__Stated problem__: Extract the lines below without changing them, starting at the line that contains "dark hardwood floor" and ending at the last line of the rows.

Items from a labeling collection
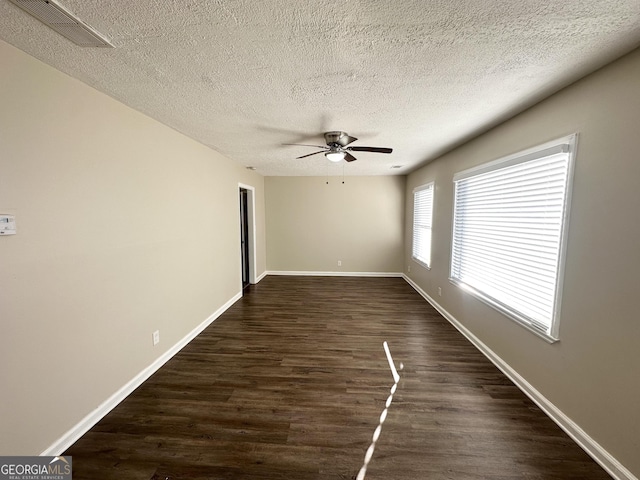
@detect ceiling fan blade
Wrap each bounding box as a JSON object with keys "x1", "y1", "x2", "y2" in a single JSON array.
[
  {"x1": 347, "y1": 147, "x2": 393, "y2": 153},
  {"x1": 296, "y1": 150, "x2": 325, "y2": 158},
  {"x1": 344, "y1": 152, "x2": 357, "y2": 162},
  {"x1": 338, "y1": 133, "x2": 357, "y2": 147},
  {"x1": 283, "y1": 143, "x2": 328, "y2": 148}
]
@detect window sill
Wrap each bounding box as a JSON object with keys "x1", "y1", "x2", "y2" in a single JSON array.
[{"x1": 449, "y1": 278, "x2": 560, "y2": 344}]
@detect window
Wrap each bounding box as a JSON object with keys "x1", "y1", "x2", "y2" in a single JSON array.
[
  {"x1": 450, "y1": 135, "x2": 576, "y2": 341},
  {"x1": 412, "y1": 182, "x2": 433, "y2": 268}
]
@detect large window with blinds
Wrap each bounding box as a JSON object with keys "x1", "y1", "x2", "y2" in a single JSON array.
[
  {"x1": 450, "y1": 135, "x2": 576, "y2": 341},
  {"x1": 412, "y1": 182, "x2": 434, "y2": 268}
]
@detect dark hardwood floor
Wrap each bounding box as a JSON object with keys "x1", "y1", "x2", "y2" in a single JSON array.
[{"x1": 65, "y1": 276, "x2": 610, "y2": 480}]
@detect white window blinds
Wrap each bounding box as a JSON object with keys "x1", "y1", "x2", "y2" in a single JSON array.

__Full answer__:
@detect dark hardwood floor
Wrap each bounding box as a JSON object with keys "x1", "y1", "x2", "y2" in a single JSON array.
[{"x1": 65, "y1": 276, "x2": 610, "y2": 480}]
@detect white window blinds
Wrap each bounding box as a JSON object with keys "x1", "y1", "x2", "y2" in a single JSON array.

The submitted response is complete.